- WHAT IS REQUIRED:
Can you copy the listing below word for word, from its first line through the line containing "pixel 186 183", with both ends included?

- EXERCISE MATERIAL:
# # #

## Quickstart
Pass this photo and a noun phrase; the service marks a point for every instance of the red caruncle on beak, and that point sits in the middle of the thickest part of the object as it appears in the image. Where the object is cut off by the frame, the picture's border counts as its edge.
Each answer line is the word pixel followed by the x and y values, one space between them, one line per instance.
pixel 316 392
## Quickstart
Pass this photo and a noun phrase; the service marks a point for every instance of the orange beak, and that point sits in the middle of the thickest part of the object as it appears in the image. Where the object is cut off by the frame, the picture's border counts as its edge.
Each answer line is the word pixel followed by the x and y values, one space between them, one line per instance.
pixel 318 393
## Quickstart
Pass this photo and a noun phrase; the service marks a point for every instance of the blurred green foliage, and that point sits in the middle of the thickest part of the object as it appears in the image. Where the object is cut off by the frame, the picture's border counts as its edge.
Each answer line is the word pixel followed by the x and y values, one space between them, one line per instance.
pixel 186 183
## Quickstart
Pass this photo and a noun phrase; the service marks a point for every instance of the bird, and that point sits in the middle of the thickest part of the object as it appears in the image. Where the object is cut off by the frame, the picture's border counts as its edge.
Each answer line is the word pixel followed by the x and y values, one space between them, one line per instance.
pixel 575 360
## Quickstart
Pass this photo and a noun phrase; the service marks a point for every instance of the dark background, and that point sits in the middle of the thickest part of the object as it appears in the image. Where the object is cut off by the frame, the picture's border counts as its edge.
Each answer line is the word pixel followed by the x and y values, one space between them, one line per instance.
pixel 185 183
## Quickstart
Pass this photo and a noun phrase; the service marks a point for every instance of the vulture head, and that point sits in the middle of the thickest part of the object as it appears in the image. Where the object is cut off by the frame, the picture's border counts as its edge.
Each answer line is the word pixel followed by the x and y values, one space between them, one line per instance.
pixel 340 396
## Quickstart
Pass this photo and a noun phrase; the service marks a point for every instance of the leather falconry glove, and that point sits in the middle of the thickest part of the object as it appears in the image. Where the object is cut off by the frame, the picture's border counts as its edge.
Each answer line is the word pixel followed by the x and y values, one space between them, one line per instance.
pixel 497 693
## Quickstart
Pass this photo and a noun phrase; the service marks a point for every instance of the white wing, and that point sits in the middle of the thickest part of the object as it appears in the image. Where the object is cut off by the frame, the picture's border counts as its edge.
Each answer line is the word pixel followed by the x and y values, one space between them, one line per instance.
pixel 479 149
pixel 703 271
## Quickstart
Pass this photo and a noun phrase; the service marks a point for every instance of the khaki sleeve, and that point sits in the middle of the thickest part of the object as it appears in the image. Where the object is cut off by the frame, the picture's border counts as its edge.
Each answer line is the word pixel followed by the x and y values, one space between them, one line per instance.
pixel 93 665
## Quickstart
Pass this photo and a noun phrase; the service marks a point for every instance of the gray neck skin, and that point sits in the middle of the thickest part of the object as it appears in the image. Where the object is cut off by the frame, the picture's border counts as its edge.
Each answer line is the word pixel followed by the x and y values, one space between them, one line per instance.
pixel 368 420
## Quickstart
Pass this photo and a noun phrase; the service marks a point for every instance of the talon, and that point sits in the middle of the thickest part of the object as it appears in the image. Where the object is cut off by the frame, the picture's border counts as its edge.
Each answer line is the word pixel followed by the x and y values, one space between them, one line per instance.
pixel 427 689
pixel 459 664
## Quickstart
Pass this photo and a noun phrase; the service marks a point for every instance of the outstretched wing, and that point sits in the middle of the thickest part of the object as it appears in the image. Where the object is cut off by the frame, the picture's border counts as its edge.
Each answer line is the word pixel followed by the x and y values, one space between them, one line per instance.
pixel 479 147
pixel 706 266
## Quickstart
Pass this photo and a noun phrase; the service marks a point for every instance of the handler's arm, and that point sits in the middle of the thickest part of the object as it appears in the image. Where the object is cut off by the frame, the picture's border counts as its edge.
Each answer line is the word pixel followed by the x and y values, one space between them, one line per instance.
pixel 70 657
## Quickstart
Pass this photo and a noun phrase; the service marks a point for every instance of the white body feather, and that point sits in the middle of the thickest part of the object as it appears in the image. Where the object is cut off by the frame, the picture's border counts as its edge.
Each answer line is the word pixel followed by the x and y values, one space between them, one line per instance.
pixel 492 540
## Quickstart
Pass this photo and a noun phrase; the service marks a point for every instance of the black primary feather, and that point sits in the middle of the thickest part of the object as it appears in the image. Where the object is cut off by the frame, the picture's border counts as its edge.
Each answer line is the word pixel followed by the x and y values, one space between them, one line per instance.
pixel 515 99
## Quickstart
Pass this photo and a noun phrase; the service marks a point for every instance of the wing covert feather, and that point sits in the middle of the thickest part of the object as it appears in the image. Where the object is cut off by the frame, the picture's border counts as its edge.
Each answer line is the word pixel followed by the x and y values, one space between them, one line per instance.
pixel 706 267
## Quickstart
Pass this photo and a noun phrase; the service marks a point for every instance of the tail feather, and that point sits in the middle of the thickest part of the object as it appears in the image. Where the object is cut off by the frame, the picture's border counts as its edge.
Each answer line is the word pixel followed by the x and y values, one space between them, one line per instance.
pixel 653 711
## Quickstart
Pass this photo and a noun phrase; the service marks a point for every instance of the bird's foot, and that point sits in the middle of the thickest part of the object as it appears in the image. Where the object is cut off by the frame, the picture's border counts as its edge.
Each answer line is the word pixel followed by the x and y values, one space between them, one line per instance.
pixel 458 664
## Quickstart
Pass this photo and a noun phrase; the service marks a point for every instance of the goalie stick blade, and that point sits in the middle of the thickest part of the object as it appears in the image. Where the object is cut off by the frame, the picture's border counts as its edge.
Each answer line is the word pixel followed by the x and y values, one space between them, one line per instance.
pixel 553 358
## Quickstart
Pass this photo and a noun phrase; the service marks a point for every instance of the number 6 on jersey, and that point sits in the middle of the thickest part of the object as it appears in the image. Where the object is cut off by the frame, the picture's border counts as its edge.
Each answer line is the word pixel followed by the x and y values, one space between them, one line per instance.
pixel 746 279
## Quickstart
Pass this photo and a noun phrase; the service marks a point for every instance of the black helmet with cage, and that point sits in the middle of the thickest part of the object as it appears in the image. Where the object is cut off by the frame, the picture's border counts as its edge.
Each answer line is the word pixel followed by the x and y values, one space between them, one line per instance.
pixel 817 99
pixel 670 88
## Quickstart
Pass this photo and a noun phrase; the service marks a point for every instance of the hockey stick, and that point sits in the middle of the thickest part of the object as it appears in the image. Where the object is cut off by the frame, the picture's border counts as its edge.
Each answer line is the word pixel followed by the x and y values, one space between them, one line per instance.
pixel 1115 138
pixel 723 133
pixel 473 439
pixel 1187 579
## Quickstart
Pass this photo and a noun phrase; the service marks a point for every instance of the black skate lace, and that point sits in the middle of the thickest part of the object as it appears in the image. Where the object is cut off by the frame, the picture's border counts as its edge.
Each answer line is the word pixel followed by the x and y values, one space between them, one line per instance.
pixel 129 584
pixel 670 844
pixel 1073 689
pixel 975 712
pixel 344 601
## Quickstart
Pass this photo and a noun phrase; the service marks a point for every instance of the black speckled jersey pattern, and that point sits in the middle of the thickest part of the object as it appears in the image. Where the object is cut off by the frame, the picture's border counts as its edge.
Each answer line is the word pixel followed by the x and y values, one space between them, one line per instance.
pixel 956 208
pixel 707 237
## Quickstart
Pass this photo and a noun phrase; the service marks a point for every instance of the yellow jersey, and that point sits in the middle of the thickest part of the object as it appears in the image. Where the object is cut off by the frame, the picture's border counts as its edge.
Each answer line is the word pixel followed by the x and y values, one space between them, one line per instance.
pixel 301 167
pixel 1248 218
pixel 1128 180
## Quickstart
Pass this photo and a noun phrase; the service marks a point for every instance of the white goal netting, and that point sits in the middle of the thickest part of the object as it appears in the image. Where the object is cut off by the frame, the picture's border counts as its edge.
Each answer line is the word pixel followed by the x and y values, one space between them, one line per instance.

# # #

- WRITTEN SOLUTION:
## Quickstart
Pass this photo and a noun phrase; the service marks a point for every instance of the red caruncle on beak, and that point sits in the middle of the thickest part of the object as it appears in the image. Where the object is cut off by the frame, the picture's border counts as its edge.
Each answer line is the word pixel followed by the x and y values, one space between them, one line per instance.
pixel 316 392
## Quickstart
Pass this photo and a noun phrase; the service marks a point for every instance of the orange beak, and that point sits in the middle of the thickest part of the object as it appears in the image. Where the object is cut off by the frame, the picture's border counts as its edge.
Each answer line is the word pixel followed by the x and y values, one space between them, one line per instance.
pixel 318 393
## Quickstart
Pass this photo and a noun phrase; the service marks a point for every instance of the blurred green foliage, and that point sits in the middle of the thickest part of the object as it appears in the image. Where the object is cut off by the frame, the picture's border counts as its edge.
Each answer line is the word pixel followed by the x and y values, one space between them, one line per instance.
pixel 186 183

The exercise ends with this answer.